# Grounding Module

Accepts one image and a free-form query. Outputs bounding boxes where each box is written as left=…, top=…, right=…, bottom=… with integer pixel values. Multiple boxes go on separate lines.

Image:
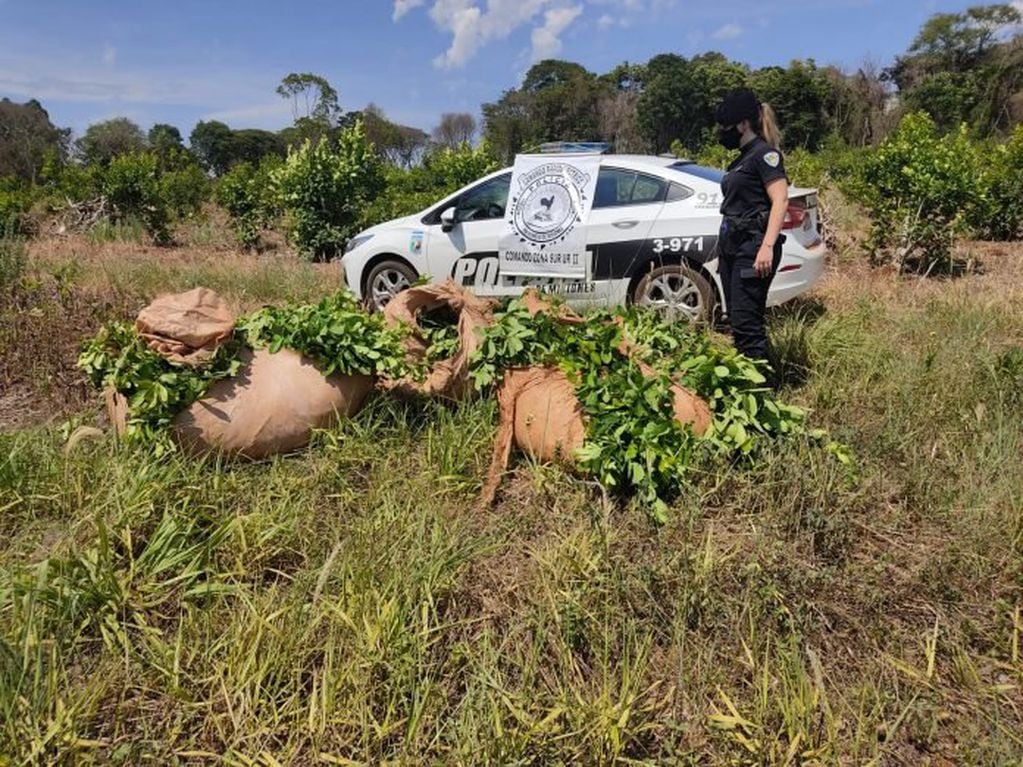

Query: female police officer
left=717, top=90, right=789, bottom=382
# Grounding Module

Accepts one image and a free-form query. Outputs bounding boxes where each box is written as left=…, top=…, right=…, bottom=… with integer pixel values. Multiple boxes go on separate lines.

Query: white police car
left=342, top=154, right=825, bottom=319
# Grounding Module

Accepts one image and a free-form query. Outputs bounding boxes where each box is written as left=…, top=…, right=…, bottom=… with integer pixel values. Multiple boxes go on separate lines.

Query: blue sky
left=0, top=0, right=1010, bottom=137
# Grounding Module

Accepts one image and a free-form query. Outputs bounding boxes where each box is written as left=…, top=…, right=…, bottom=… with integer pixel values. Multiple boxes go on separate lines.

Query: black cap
left=717, top=88, right=760, bottom=126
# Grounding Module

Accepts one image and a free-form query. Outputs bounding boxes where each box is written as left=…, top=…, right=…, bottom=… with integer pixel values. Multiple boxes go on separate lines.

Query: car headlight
left=345, top=234, right=373, bottom=253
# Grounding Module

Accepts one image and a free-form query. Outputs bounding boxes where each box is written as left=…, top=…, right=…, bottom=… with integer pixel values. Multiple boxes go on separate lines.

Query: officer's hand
left=753, top=245, right=774, bottom=277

━━━━━━━━━━━━━━━━

# Request:
Substitute "Localization Module" for every "Grounding Module" in the listing above and write the whole listing out again with nothing else altered. Leave the pictures out.

# Exercise answer:
# Localization Module

Accepts one image and a free-form query. Outputs bounding boxes where each box is written as left=…, top=…, right=…, bottom=… with integer pixel values. Multiple boxes go on separate lines.

Image:

Query: female police officer
left=717, top=90, right=789, bottom=382
# Localization Module

Accepts one image and a free-form query. Outputs bounding boxes where each box is written as left=…, top=…, right=…, bottom=… with integer pixel values. Multiple boxes go on separate lines.

Query: white police car
left=342, top=154, right=825, bottom=319
# Localization Module

Accepts one image and a free-form query. Outputs bounding boxes where each box is written as left=…, top=…, right=…, bottom=… with integer pixel values. Multiple boxes go on separate lines.

Query: blue sky
left=0, top=0, right=1010, bottom=137
# Localization Module

Accepts one image and a free-form query. Outputs bounding boxes where each box is written as left=…, top=…, right=…, bottom=… with integer pixel values. Multiple boxes go on separate lines.

Query: black cap
left=717, top=88, right=760, bottom=126
# Localization Module

Accepts one image and a free-form query. Outputs bounding boxes where each box is written as left=…, top=…, right=…, bottom=… with integer pixel values. Multiple boxes go on separate lines.

Query: car headlight
left=345, top=234, right=373, bottom=253
# Localization Module

Accepts one image and a free-form query. Outputs bounding boxes where each box is written as left=…, top=…, right=…, bottom=… with integer pixel values. Multiple boxes go on separate lines.

Query: officer's hand
left=753, top=245, right=774, bottom=277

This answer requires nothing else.